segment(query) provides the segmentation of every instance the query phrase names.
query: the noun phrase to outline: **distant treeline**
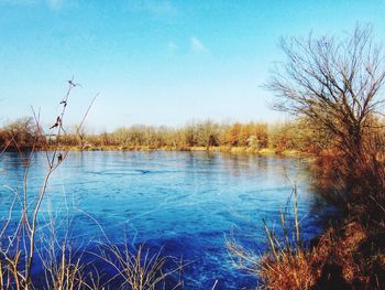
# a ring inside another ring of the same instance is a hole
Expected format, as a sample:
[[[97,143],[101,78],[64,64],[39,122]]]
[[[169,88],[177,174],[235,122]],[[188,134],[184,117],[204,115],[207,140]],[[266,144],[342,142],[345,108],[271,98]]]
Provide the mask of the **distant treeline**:
[[[82,129],[47,133],[32,118],[18,119],[0,129],[0,144],[10,150],[29,149],[36,140],[37,149],[50,149],[56,142],[79,150],[189,150],[212,147],[248,148],[253,151],[272,149],[276,152],[297,150],[317,152],[328,148],[329,138],[302,120],[285,122],[233,122],[211,120],[189,122],[182,128],[134,125],[112,132],[89,133]]]

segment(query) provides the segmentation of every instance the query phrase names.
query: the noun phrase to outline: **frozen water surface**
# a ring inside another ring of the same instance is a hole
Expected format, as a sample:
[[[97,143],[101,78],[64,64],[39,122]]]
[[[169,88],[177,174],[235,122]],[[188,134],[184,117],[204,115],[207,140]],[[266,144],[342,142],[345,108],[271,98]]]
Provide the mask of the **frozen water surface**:
[[[37,193],[46,170],[44,152],[33,159],[29,195]],[[1,185],[22,191],[16,153],[0,161]],[[42,207],[72,217],[74,247],[105,240],[133,248],[145,243],[164,255],[194,261],[184,269],[186,289],[253,288],[256,280],[231,265],[226,236],[233,233],[255,253],[266,248],[262,218],[279,222],[294,183],[307,239],[320,230],[321,214],[301,159],[207,152],[70,152],[52,176]],[[10,191],[2,186],[1,217]],[[90,217],[92,216],[92,218]],[[98,221],[98,224],[94,221]],[[102,267],[102,266],[100,266]]]

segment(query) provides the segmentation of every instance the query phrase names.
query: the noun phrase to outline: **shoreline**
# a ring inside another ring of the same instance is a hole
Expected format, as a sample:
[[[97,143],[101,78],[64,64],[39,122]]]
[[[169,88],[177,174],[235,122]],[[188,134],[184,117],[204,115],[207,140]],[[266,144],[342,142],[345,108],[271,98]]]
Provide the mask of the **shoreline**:
[[[37,151],[51,151],[54,150],[55,146],[37,148]],[[121,147],[121,146],[103,146],[103,147],[92,147],[92,146],[63,146],[63,151],[175,151],[175,152],[223,152],[232,154],[256,154],[256,155],[282,155],[282,157],[309,157],[311,155],[308,152],[301,152],[298,150],[283,150],[278,151],[272,148],[254,149],[250,147],[187,147],[187,148],[177,148],[177,147]]]

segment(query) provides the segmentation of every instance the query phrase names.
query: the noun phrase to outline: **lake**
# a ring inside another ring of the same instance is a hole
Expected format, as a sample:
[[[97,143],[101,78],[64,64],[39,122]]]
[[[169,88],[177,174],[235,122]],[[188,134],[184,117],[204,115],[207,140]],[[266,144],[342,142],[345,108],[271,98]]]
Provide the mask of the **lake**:
[[[46,172],[45,152],[32,160],[28,194],[35,196]],[[18,153],[0,161],[1,218],[11,191],[22,192]],[[298,158],[207,152],[70,152],[52,176],[40,221],[70,216],[73,248],[99,241],[140,244],[182,258],[186,289],[255,288],[257,280],[233,267],[226,237],[261,253],[262,218],[279,223],[279,211],[298,186],[299,217],[309,240],[323,213],[311,190],[308,162]],[[18,210],[18,205],[15,205]],[[62,221],[61,219],[61,221]],[[68,219],[66,219],[68,221]],[[97,221],[97,222],[96,222]],[[102,228],[105,234],[102,234]],[[43,230],[43,229],[42,229]],[[63,228],[58,228],[58,237]],[[98,265],[102,267],[102,264]]]

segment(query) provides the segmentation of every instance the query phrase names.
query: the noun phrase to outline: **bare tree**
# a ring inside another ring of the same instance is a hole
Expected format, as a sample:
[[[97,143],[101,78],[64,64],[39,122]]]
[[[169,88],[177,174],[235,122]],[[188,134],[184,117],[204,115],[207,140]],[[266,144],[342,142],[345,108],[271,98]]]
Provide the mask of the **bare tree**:
[[[361,154],[366,132],[384,104],[384,55],[370,26],[358,25],[345,39],[282,40],[286,63],[273,72],[267,88],[275,108],[307,117],[331,133],[344,153]]]

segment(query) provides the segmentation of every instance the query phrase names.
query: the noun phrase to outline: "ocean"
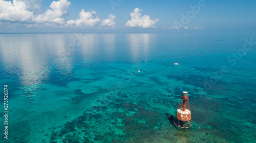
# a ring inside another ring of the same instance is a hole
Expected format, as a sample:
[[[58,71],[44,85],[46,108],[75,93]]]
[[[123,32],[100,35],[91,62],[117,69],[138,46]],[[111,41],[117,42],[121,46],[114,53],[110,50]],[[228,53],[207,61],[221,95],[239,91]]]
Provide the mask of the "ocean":
[[[0,142],[254,142],[255,37],[1,34]]]

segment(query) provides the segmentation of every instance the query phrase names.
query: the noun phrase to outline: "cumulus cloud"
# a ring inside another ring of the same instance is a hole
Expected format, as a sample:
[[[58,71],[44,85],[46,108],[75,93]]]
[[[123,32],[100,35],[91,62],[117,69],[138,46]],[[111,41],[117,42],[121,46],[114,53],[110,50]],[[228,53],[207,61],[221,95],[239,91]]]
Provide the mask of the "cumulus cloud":
[[[191,28],[191,30],[201,30],[202,28],[199,28],[198,27],[192,27]]]
[[[105,19],[100,23],[100,26],[105,27],[114,27],[116,26],[116,22],[114,19],[116,19],[115,15],[110,14],[109,19]]]
[[[12,22],[10,23],[13,25],[21,24],[28,27],[70,26],[84,28],[92,27],[101,21],[96,16],[95,11],[92,10],[86,12],[83,9],[79,14],[79,19],[66,21],[64,17],[69,14],[69,6],[71,4],[70,2],[68,0],[53,1],[50,8],[42,13],[42,1],[13,0],[12,2],[10,0],[0,0],[0,22]],[[39,13],[37,13],[39,12]],[[114,15],[110,14],[108,19],[103,19],[100,23],[100,26],[104,27],[115,27],[115,18]]]
[[[51,10],[48,9],[44,14],[35,15],[33,11],[29,10],[40,9],[41,5],[38,2],[40,1],[41,1],[13,0],[12,4],[10,1],[0,0],[0,20],[41,23],[43,25],[65,23],[64,18],[61,17],[68,13],[71,2],[67,0],[53,1],[50,6]],[[33,24],[29,26],[33,26]]]
[[[84,9],[79,13],[80,18],[76,20],[70,20],[67,21],[67,25],[73,27],[91,27],[97,24],[100,19],[95,16],[96,12],[85,12]]]
[[[24,2],[13,0],[0,0],[0,20],[11,22],[32,21],[33,12],[27,10],[28,6]]]
[[[141,11],[142,11],[142,9],[139,9],[138,8],[135,9],[133,12],[130,13],[131,19],[127,21],[125,26],[130,27],[156,27],[155,25],[157,22],[159,21],[160,19],[151,20],[148,15],[145,15],[141,17],[141,13],[140,13]]]
[[[71,3],[68,2],[67,0],[53,1],[50,6],[52,9],[48,9],[43,14],[35,16],[33,21],[37,23],[53,22],[60,24],[63,24],[64,18],[61,17],[68,13],[70,4]]]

* Work required *
Transcribe all of the records above word for word, leaving out the pictures.

* Correct output *
segment(query) provides the segmentation of every instance the query phrase names.
query: the noun phrase to outline: **distant treeline**
# a ring inside another ring of the same instance is a hole
Expected format, as a sample:
[[[97,143],[101,78],[64,64],[39,122]]]
[[[169,88],[177,174],[235,122]],[[188,134],[184,117],[204,115],[207,140]],[[266,144],[342,142],[345,108],[271,98]]]
Provide the mask of the **distant treeline**:
[[[82,129],[47,133],[32,118],[18,119],[0,129],[0,144],[10,150],[29,149],[36,140],[37,149],[50,149],[56,142],[79,150],[189,150],[212,147],[248,148],[253,151],[272,149],[276,152],[297,150],[317,152],[328,148],[329,138],[302,120],[285,122],[233,122],[211,120],[189,122],[182,128],[134,125],[112,132],[89,133]]]

segment(query) provides the segmentation of every instance the query phrase names.
query: the noun phrase to outline: **frozen water surface**
# a ring inside another ring of the same instance is a hole
Expected format, as a sample:
[[[97,143],[101,78],[64,64],[39,122]]]
[[[169,88],[177,174],[235,122]],[[188,134],[184,117],[204,115],[207,140]],[[266,144],[342,142],[345,108],[271,98]]]
Provide the mask of the **frozen water surface**:
[[[37,193],[46,170],[44,152],[33,159],[29,195]],[[1,185],[22,191],[16,153],[0,161]],[[42,207],[72,217],[74,247],[105,240],[133,248],[145,243],[164,255],[194,261],[184,269],[186,289],[253,288],[256,280],[231,265],[226,236],[233,233],[255,253],[266,248],[262,218],[279,222],[294,183],[307,239],[320,230],[321,214],[301,159],[207,152],[70,152],[52,176]],[[10,191],[2,186],[1,217]],[[90,217],[92,216],[92,218]],[[98,221],[98,224],[94,221]],[[102,267],[102,266],[100,266]]]

segment(query) provides the segmentation of every instance the query phrase names.
query: the noun phrase to outline: **shoreline**
# a ring inside another ring of the same instance is a hole
Expected format, as a sample:
[[[97,143],[101,78],[64,64],[39,122]]]
[[[169,88],[177,174],[235,122]],[[188,134],[184,117],[204,115],[207,140]],[[266,144],[342,142],[345,108],[271,98]]]
Provide the mask of the **shoreline**:
[[[37,151],[51,151],[54,150],[55,146],[37,148]],[[121,147],[121,146],[103,146],[103,147],[92,147],[92,146],[63,146],[63,151],[175,151],[175,152],[223,152],[232,154],[256,154],[256,155],[282,155],[282,157],[309,157],[311,155],[308,152],[301,152],[298,150],[283,150],[278,151],[272,148],[254,149],[250,147],[187,147],[187,148],[177,148],[177,147]]]

segment(query) provides the segmentation of every instance the query phrase names.
query: the noun phrase to outline: **lake**
# a ring inside another ring of the same instance is a hole
Expected format, as a sample:
[[[97,143],[101,78],[64,64],[39,122]]]
[[[169,88],[177,174],[235,122]],[[188,134],[184,117],[204,115],[207,140]],[[266,144],[342,142],[345,108],[271,98]]]
Provide the mask of the **lake**:
[[[46,172],[45,152],[32,160],[28,194],[35,196]],[[18,153],[0,161],[1,218],[11,191],[22,192]],[[298,158],[207,152],[70,152],[52,176],[40,221],[70,216],[73,248],[99,241],[140,244],[182,258],[186,289],[255,288],[257,280],[233,267],[226,237],[261,253],[262,218],[279,223],[279,211],[298,186],[299,217],[309,240],[323,213],[311,190],[308,162]],[[18,210],[18,205],[15,205]],[[62,221],[61,219],[61,221]],[[68,219],[66,219],[68,221]],[[97,221],[97,222],[96,222]],[[102,228],[105,234],[102,234]],[[43,230],[43,229],[42,229]],[[63,228],[58,228],[58,237]],[[98,265],[102,267],[102,264]]]

segment(query) provides the segmentation of every instance the query phrase names.
query: the noun phrase to outline: **bare tree**
# a ring inside another ring of the same instance is a hole
Expected format, as a sample:
[[[97,143],[101,78],[64,64],[39,122]]]
[[[169,88],[177,174],[235,122]],[[188,134],[184,117],[204,115],[207,140]],[[266,144],[342,142],[345,108],[271,98]]]
Provide the mask of the **bare tree**:
[[[361,154],[366,132],[384,104],[384,55],[370,26],[358,25],[345,39],[282,40],[286,63],[273,72],[267,88],[275,108],[307,117],[331,133],[344,153]]]

segment(query) provides the segmentation of every instance the query phrase names.
query: the noun phrase to outline: "ocean"
# a ring inside another ring of the same instance is a hole
Expected format, as a sample:
[[[58,71],[44,85],[46,108],[75,93]]]
[[[123,32],[100,35],[91,62],[117,69],[138,46]],[[111,41],[117,42],[121,46],[114,53],[110,50]],[[228,53],[207,61],[221,95],[239,91]]]
Provide the mask of the "ocean":
[[[0,142],[254,142],[255,37],[1,34]]]

segment(query) provides the segmentation of every instance the query phrase names.
query: the noun phrase to outline: "cumulus cloud"
# a ring inside another ring of the same instance is a hole
Expected format, as a sample:
[[[58,71],[44,85],[46,108],[75,93]]]
[[[123,32],[100,35],[91,62],[117,69],[138,46]],[[111,41],[117,42],[121,46],[114,53],[110,50]],[[228,53],[207,61],[221,95],[239,91]]]
Provide the mask of the "cumulus cloud":
[[[191,28],[191,30],[201,30],[202,28],[199,28],[198,27],[192,27]]]
[[[105,19],[100,23],[100,26],[105,27],[114,27],[116,26],[116,22],[114,19],[116,19],[115,15],[110,14],[109,19]]]
[[[12,22],[10,23],[13,25],[21,24],[28,27],[70,26],[84,28],[92,27],[101,21],[96,16],[95,11],[92,10],[86,12],[83,9],[79,14],[79,19],[66,21],[64,17],[69,14],[69,6],[71,4],[70,2],[68,0],[53,1],[50,8],[42,13],[42,1],[13,0],[12,2],[10,0],[0,0],[0,22]],[[39,13],[37,13],[39,12]],[[114,15],[110,14],[108,19],[103,19],[100,23],[100,26],[104,27],[115,27],[115,18]]]
[[[51,10],[48,9],[44,14],[35,15],[33,11],[29,10],[40,9],[41,5],[38,2],[40,1],[41,1],[13,0],[12,4],[10,1],[0,0],[0,20],[41,23],[43,25],[65,23],[64,18],[61,17],[68,13],[71,2],[67,0],[53,1],[50,6]],[[33,24],[29,26],[33,26]]]
[[[84,9],[79,13],[80,18],[76,20],[70,20],[67,21],[67,25],[73,27],[91,27],[97,24],[100,19],[95,16],[96,12],[85,12]]]
[[[24,2],[13,0],[0,0],[0,20],[11,22],[32,21],[33,12],[27,10],[28,6]]]
[[[141,11],[142,11],[142,9],[139,9],[138,8],[135,9],[133,12],[130,13],[131,19],[127,21],[125,26],[130,27],[156,27],[155,25],[157,22],[159,21],[160,19],[151,20],[148,15],[145,15],[141,17],[141,13],[140,13]]]
[[[71,3],[68,2],[67,0],[53,1],[50,6],[52,9],[48,9],[43,14],[35,16],[33,21],[37,23],[53,22],[60,24],[63,24],[64,18],[61,17],[68,13],[70,4]]]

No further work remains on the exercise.